_YOUR ASSIGNMENT_. Transcribe, exactly as they appear, only the lines from the one holding "Exercise. Pick out the window in" through the end of the entries below.

(Stored data entries)
╔══

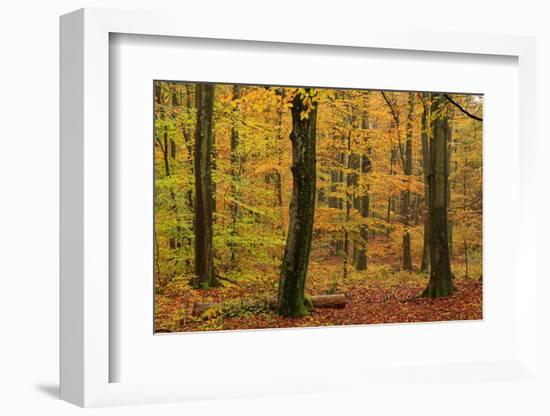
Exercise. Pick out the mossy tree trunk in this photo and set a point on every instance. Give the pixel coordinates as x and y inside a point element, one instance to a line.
<point>204,201</point>
<point>235,171</point>
<point>363,205</point>
<point>291,296</point>
<point>440,283</point>
<point>425,262</point>
<point>406,195</point>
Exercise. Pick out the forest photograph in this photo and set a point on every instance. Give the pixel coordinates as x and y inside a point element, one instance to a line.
<point>293,206</point>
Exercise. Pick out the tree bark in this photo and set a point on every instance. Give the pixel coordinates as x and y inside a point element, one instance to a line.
<point>291,294</point>
<point>235,171</point>
<point>406,195</point>
<point>440,283</point>
<point>363,206</point>
<point>204,202</point>
<point>425,263</point>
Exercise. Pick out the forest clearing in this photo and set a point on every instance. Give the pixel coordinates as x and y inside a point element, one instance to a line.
<point>300,207</point>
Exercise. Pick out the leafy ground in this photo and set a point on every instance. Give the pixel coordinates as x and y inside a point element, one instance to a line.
<point>379,295</point>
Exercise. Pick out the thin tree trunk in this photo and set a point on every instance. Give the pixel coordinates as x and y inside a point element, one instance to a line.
<point>204,203</point>
<point>425,263</point>
<point>406,195</point>
<point>440,282</point>
<point>464,193</point>
<point>360,257</point>
<point>235,171</point>
<point>291,294</point>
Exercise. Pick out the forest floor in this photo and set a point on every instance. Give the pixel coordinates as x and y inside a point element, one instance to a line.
<point>379,295</point>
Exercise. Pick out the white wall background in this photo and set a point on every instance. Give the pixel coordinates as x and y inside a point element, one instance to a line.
<point>29,57</point>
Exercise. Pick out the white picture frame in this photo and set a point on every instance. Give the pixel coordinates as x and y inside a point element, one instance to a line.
<point>85,221</point>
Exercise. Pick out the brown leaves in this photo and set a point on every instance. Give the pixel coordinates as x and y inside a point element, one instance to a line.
<point>369,302</point>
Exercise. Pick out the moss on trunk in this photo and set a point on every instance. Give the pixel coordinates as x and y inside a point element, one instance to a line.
<point>291,296</point>
<point>441,279</point>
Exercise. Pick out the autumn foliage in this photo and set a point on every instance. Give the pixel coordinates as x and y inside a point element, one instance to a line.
<point>370,208</point>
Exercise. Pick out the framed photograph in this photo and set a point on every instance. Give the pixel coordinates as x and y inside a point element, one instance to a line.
<point>282,212</point>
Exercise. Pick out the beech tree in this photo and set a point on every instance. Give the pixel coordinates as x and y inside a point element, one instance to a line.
<point>205,276</point>
<point>441,279</point>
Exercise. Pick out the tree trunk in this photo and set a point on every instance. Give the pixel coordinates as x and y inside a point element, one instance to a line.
<point>360,257</point>
<point>204,202</point>
<point>425,263</point>
<point>235,171</point>
<point>291,294</point>
<point>440,283</point>
<point>406,195</point>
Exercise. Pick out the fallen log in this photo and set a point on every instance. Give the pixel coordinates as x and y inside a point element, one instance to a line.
<point>337,301</point>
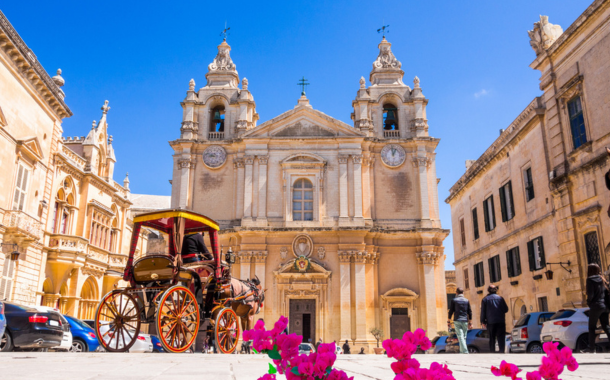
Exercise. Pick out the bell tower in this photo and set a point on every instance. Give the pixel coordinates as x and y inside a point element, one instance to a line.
<point>220,110</point>
<point>388,108</point>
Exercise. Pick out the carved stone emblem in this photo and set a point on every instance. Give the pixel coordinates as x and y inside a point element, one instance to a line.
<point>393,155</point>
<point>302,246</point>
<point>321,252</point>
<point>214,156</point>
<point>283,253</point>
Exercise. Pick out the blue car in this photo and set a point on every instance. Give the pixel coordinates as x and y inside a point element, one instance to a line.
<point>157,346</point>
<point>83,336</point>
<point>2,321</point>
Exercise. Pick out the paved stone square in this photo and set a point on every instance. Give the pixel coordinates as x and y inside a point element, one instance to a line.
<point>66,366</point>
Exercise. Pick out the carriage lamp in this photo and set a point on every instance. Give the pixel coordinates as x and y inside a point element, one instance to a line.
<point>549,273</point>
<point>230,256</point>
<point>15,254</point>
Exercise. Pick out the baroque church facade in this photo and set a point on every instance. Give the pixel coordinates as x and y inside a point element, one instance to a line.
<point>339,222</point>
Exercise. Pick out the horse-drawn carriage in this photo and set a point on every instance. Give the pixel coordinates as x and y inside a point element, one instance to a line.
<point>175,299</point>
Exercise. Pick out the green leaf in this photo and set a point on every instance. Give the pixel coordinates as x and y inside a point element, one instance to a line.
<point>273,354</point>
<point>272,369</point>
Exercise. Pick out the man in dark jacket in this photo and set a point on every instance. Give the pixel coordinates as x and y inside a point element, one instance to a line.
<point>194,249</point>
<point>462,317</point>
<point>493,310</point>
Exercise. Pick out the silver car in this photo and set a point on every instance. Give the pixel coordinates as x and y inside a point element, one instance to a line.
<point>526,333</point>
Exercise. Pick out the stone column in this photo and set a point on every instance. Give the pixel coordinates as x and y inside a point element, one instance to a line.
<point>248,160</point>
<point>345,293</point>
<point>245,259</point>
<point>262,188</point>
<point>343,206</point>
<point>360,296</point>
<point>427,262</point>
<point>421,163</point>
<point>357,159</point>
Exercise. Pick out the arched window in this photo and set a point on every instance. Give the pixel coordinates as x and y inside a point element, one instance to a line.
<point>302,200</point>
<point>217,124</point>
<point>390,117</point>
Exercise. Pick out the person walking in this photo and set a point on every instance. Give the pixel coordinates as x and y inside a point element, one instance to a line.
<point>493,310</point>
<point>598,296</point>
<point>346,348</point>
<point>462,318</point>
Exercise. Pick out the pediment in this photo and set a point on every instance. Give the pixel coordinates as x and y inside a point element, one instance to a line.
<point>31,147</point>
<point>303,122</point>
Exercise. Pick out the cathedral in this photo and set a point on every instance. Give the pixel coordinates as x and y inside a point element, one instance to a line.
<point>339,222</point>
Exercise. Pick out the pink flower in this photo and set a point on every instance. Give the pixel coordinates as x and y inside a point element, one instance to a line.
<point>506,369</point>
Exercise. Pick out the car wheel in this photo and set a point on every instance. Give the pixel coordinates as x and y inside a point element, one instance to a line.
<point>535,348</point>
<point>582,343</point>
<point>6,344</point>
<point>78,346</point>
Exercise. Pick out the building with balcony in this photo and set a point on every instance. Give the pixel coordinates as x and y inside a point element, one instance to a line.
<point>530,214</point>
<point>340,222</point>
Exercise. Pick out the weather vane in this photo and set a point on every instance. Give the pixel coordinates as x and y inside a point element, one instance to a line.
<point>225,32</point>
<point>383,31</point>
<point>303,82</point>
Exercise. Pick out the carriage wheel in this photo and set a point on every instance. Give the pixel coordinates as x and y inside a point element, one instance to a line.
<point>177,319</point>
<point>117,321</point>
<point>226,331</point>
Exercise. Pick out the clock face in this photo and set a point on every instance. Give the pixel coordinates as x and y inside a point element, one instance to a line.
<point>393,155</point>
<point>214,156</point>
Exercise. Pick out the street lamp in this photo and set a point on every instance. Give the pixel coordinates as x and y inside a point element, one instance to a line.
<point>15,254</point>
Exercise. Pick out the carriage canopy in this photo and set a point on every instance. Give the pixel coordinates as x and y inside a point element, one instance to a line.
<point>176,223</point>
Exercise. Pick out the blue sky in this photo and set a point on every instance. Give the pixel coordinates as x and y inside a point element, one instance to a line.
<point>472,58</point>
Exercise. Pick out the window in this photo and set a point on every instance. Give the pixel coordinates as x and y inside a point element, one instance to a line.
<point>506,202</point>
<point>463,232</point>
<point>592,247</point>
<point>513,262</point>
<point>479,275</point>
<point>217,123</point>
<point>302,200</point>
<point>495,273</point>
<point>543,304</point>
<point>390,117</point>
<point>21,188</point>
<point>535,251</point>
<point>577,122</point>
<point>529,184</point>
<point>475,223</point>
<point>6,281</point>
<point>489,214</point>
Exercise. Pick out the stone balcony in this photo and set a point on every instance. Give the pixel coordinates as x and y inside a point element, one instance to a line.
<point>21,227</point>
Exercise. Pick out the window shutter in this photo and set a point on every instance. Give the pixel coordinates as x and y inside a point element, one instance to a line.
<point>530,254</point>
<point>542,256</point>
<point>517,261</point>
<point>503,204</point>
<point>509,263</point>
<point>485,216</point>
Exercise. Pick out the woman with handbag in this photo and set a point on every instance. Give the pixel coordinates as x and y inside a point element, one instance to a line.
<point>598,296</point>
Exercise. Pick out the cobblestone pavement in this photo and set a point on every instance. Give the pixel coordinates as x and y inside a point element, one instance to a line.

╚══

_RESPONSE BOX_.
Exercise. Pick out the window in this photo and set a point on every instance. Give the pixel coordinates as x and y inside a point element, one instance to a line.
<point>506,202</point>
<point>463,232</point>
<point>592,247</point>
<point>513,262</point>
<point>479,275</point>
<point>217,123</point>
<point>302,200</point>
<point>495,273</point>
<point>543,304</point>
<point>390,117</point>
<point>21,188</point>
<point>535,251</point>
<point>577,122</point>
<point>529,184</point>
<point>475,223</point>
<point>6,281</point>
<point>489,214</point>
Exercise. Pick out the stone balcony in this photo and set a point on every instance. Give the pixel coordinates as x and y inside a point element, one instance to a line.
<point>21,227</point>
Exercise. Pick out the window shutter in this photo and set a point on every instance. Give the pixel coordinates as x and y inside a point element, one instance to a line.
<point>530,254</point>
<point>542,256</point>
<point>517,261</point>
<point>503,204</point>
<point>509,263</point>
<point>485,216</point>
Exercise. Pick out the woman with handbag in this photo and set a point on every instance. Give the pixel coordinates as x and y inside a point element, one instance to a line.
<point>598,296</point>
Exercise. Pick out the cobblestone pavement in this photo and set a point on every instance. Give the pixel coordinates as x and y inside a point element, one instance to a line.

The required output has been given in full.